- **WRITTEN REQUEST**: Copy out the lines from the one containing "Exercise. Point out every instance of the sky" through the one containing "x=745, y=598", inclusive, substituting "leather handbag" for every "black handbag" and changing nothing else.

- **MATERIALS PROVIDED**:
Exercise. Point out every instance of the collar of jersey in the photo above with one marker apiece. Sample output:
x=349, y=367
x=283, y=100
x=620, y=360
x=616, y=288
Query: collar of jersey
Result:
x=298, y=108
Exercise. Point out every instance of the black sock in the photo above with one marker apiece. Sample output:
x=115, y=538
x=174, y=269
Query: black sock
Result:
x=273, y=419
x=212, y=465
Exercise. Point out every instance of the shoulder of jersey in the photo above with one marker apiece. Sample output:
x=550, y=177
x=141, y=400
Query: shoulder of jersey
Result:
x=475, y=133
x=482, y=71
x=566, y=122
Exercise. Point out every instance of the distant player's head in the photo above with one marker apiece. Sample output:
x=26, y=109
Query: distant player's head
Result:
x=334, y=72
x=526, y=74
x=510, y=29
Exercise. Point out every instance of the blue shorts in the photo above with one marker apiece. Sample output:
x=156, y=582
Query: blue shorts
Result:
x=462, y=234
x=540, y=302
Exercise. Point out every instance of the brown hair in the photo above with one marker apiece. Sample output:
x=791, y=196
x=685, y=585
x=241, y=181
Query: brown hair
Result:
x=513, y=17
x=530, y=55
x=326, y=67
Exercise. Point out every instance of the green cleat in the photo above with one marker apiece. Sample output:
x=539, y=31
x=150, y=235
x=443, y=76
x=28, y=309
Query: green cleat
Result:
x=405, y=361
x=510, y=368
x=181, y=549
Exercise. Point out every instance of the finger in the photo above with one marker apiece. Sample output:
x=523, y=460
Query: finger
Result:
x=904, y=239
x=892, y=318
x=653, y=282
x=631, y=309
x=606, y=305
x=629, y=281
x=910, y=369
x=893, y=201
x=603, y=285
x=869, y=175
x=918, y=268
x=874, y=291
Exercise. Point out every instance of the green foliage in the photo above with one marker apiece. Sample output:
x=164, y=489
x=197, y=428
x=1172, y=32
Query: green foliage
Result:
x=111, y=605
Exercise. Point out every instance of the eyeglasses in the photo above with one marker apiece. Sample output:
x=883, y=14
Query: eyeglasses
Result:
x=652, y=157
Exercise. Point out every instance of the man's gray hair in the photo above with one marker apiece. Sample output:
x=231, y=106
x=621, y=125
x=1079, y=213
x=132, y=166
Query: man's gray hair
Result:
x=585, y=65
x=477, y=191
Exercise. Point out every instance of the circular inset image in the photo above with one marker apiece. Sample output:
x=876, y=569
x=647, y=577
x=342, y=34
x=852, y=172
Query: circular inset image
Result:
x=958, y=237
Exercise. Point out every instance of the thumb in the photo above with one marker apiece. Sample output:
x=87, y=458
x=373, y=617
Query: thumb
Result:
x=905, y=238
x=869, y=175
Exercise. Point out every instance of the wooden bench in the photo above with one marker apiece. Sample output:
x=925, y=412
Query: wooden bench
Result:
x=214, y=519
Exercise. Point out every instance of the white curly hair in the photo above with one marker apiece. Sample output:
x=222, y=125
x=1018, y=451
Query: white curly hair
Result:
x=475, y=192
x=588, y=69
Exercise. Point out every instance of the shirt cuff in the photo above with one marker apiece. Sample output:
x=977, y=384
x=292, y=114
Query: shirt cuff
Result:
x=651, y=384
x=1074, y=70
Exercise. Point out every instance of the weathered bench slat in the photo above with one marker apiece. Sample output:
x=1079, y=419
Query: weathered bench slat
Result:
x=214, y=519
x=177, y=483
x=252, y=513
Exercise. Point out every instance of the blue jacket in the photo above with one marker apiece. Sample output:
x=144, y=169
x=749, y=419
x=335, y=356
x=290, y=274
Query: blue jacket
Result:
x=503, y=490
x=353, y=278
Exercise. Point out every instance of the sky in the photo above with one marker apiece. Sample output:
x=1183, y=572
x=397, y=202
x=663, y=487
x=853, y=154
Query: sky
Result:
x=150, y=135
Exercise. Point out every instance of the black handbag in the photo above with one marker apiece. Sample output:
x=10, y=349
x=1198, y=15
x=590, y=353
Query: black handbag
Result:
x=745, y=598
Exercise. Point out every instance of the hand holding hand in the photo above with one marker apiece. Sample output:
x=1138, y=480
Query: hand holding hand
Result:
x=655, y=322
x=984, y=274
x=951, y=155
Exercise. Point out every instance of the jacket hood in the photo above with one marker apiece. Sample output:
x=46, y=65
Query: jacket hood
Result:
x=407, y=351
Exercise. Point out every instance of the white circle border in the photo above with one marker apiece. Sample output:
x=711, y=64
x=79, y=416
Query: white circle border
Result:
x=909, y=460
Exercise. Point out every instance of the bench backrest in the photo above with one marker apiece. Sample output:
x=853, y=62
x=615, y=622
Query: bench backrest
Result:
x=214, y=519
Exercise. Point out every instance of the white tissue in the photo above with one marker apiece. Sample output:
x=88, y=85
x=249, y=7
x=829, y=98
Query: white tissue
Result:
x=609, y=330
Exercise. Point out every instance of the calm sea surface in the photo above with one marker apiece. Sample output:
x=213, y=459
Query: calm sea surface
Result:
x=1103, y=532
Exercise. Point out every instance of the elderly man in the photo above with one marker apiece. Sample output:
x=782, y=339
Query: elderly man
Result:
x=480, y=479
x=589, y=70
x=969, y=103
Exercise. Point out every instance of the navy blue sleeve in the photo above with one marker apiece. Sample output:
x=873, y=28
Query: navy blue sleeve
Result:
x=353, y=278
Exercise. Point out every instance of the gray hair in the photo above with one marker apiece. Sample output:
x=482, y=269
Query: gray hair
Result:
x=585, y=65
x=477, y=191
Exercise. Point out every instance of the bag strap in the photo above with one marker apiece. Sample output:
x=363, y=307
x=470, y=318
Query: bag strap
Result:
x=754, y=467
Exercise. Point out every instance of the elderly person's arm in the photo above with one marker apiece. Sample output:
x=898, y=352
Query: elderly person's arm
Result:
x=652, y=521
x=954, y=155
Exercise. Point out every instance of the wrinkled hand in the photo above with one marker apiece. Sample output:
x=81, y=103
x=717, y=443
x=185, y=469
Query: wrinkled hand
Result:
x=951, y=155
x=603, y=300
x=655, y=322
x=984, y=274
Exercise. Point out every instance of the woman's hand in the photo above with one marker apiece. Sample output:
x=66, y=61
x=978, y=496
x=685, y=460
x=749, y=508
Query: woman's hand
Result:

- **EXERCISE RESULT**:
Exercise. Point out every instance of the sky in the photo above with one marker apiece. Sample output:
x=1183, y=572
x=397, y=202
x=663, y=487
x=853, y=154
Query: sky
Result:
x=150, y=135
Exercise. Point out every instance of the leather handbag in the photo above with one marker apiece. Sample output:
x=10, y=349
x=1198, y=15
x=590, y=353
Query: leather handbag
Result:
x=745, y=598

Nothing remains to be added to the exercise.